In the chart below sets out which departments are getting the biggest increase in their day-to-day budgets.

The second chart maps the biggest increases in capital spending.

Defence

Spending review

A major recipient of funds is the Ministry of Defence. Defence spending will rise from 2.3% of gross domestic product (GDP) to 2.6% by 2027. This equates to an £11bn uplift and a £600m uplift for security and intelligence agencies.

Within that there’ll be £4.5bn of investment in munitions made across the country and more than £6bn to upgrade to nuclear submarine production.

The department is one of the biggest winners of the spending review.

In total, an extra 3.8% will be spent from this year to the end of 2029, when the spending period ends.

Much of that increase will be capital spending – a rise of 7.3%, whereas day-to-day spending will only go up 0.7% in the same period.

Ms Reeves said it was because of cuts to foreign aid that such defence rises are possible.

The Foreign, Commonwealth and Development Office was among the biggest losers, with spending set to fall 8.3% in total over the next three years.

Its capital spending will drop 6.8%, with day-to-day spending down 6.9%.

NHS

Spending review

The chancellor announced an extra £29bn a year will be spent on the NHS, an annual rise of 3% on current levels.

She says she is increasing the NHS technology budget by almost 50%, and £10bn to bring the “analogue health system into the digital age”.

The department in control of the NHS, the Department of Health and Social Care, is also a “real big winner”, Ed Conway says.

Day-to-day spending will rise 2.8%, while there will be no increase in capital expenditure.

— Work task —
Continue the spending review article above, picking up right after its last sentence. You won't need the items for this.

(Dataset entries)
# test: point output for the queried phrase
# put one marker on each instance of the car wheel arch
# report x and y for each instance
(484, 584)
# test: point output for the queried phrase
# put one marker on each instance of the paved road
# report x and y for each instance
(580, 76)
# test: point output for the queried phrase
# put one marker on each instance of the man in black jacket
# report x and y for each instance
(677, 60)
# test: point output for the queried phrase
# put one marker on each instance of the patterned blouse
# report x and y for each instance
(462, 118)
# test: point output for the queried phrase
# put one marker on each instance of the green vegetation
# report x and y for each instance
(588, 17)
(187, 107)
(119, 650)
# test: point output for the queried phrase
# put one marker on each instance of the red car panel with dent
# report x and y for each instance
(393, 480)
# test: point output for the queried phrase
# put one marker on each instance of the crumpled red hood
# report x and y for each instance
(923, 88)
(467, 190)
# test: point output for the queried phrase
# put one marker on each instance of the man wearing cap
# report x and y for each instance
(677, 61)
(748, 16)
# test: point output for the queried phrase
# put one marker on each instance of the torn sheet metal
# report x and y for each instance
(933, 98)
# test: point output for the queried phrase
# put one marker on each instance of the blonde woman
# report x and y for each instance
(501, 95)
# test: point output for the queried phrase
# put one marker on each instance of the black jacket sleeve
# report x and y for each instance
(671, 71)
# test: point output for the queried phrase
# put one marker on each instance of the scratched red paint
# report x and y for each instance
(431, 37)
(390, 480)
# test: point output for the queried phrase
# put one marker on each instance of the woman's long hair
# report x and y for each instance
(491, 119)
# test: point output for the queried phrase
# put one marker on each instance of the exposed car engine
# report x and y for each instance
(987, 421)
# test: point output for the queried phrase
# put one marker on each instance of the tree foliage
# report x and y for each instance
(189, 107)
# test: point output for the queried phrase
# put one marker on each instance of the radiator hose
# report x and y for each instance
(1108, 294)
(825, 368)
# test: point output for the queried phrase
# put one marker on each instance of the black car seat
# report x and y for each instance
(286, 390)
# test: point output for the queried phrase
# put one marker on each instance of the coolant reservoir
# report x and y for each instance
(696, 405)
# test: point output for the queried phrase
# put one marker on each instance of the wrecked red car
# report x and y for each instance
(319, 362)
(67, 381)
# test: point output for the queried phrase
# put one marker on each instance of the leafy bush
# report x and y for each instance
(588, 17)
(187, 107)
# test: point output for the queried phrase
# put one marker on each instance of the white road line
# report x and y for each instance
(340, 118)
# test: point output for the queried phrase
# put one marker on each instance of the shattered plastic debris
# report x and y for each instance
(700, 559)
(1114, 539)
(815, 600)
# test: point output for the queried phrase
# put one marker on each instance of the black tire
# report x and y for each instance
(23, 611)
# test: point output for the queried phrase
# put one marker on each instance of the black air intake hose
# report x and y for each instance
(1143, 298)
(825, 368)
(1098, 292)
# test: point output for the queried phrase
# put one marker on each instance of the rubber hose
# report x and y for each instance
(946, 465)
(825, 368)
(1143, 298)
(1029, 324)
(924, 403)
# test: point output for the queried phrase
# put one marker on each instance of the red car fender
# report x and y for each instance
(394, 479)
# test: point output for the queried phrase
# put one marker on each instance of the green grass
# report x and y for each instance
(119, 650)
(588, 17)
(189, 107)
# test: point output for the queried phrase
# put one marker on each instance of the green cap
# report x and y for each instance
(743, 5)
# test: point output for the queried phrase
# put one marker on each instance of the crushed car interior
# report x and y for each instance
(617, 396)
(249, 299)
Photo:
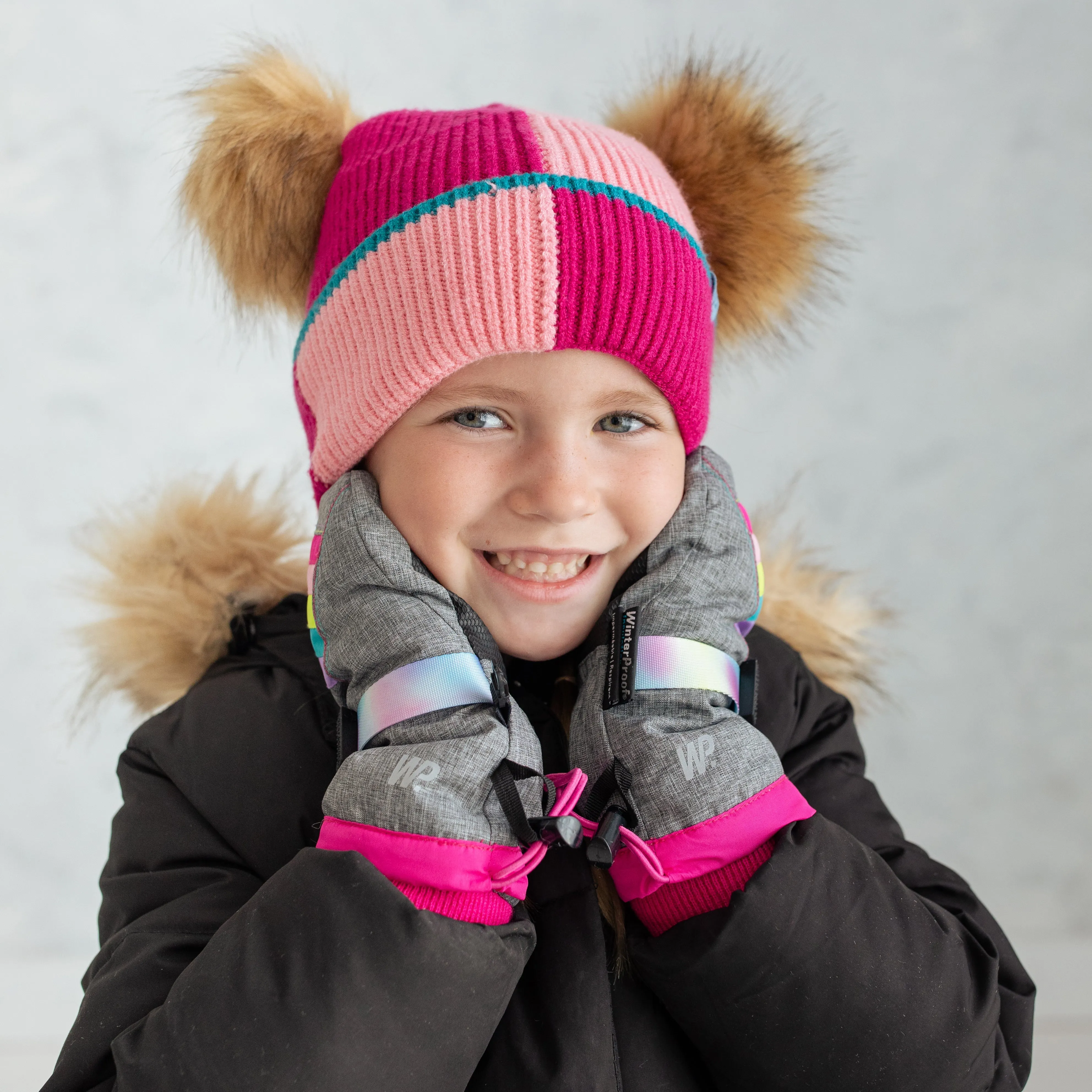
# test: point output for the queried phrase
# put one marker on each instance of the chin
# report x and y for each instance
(532, 644)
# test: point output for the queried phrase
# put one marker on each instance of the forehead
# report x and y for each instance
(560, 377)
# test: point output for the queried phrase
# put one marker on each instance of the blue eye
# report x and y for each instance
(478, 419)
(621, 423)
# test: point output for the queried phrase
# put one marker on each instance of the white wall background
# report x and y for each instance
(939, 416)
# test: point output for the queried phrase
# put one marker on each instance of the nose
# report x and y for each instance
(555, 483)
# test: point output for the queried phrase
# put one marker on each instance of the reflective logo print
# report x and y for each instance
(411, 770)
(693, 759)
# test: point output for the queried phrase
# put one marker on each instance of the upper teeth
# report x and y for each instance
(541, 568)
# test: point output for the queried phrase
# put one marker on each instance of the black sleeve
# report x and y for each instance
(852, 960)
(235, 956)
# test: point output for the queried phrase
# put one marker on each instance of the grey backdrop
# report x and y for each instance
(937, 418)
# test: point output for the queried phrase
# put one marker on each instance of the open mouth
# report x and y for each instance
(539, 568)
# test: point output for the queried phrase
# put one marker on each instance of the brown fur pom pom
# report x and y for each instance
(260, 175)
(750, 182)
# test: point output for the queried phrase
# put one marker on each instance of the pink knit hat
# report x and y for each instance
(418, 242)
(459, 235)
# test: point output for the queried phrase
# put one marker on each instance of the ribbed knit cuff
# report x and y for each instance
(483, 908)
(676, 902)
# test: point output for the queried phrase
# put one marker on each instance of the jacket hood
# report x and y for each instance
(173, 573)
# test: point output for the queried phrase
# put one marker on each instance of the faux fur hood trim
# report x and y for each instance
(174, 573)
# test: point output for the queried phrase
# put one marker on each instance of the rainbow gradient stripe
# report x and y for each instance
(677, 663)
(422, 687)
(317, 644)
(748, 624)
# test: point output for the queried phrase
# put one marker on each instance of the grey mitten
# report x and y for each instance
(684, 791)
(446, 791)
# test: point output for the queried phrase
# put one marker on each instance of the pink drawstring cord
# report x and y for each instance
(569, 787)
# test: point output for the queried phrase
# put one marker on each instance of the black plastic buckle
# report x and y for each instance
(604, 846)
(748, 691)
(559, 830)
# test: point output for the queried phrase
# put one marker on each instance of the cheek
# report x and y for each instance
(648, 497)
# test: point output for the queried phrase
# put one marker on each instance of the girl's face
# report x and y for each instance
(529, 483)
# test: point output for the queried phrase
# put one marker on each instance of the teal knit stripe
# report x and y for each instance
(429, 208)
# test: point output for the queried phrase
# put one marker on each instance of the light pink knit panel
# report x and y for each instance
(588, 151)
(473, 280)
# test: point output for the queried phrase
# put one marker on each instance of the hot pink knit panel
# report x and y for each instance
(676, 902)
(472, 280)
(586, 151)
(396, 161)
(483, 908)
(633, 287)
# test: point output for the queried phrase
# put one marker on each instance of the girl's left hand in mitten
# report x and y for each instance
(685, 793)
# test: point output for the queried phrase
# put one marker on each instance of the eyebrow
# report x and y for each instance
(492, 393)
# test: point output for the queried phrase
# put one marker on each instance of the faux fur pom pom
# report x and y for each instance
(260, 175)
(751, 183)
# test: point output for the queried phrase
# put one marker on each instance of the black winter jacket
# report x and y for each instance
(236, 956)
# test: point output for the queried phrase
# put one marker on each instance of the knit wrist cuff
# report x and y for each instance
(483, 908)
(675, 902)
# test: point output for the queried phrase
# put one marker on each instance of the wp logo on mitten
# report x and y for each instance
(411, 771)
(693, 759)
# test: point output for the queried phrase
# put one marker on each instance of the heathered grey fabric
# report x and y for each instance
(378, 609)
(700, 581)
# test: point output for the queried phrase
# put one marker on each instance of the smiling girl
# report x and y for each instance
(496, 805)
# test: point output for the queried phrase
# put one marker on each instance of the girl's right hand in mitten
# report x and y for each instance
(446, 795)
(685, 793)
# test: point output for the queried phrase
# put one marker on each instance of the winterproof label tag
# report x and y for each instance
(622, 658)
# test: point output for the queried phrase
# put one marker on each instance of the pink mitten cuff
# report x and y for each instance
(675, 902)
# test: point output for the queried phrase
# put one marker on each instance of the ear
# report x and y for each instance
(750, 183)
(262, 172)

— Exercise result —
Asylum and border security

Spending review

The chancellor says border security funding will increase, with up to £280m more per year by the end of the spending review for the new Border Security Command.

She said the Home Secretary Yvette Cooper will end hotels being used to house asylum seekers by 2029.

The chancellor says funding she has announced today, including from the transformation fund, will also cut the asylum backlog, see more appeal cases heard and “return people who have no right to be here”.

This will save the taxpayer £1bn a year, she claimed.

As a result of these savings, the Home Office will have 1.4% less to spend by 2029, compared to this year.

Broken down on a day-to-day basis, it’s a 1.7% drop but a 0.7% rise in capital expenses.

Education and training

Spending review

The chancellor confirmed that free school meals will be extended to over half a million more children and said that the policy will lift 100,000 children out of poverty.

Nearly £2.3bn a year will go to fix crumbling classrooms. A further £2.4bn will be spent on rebuilding 500 schools.

Another record investment amount was announced by Ms Reeves for training and upskilling – £1.2bn a year by the end of the spending review will go to support more than a million young people into training and apprenticeships.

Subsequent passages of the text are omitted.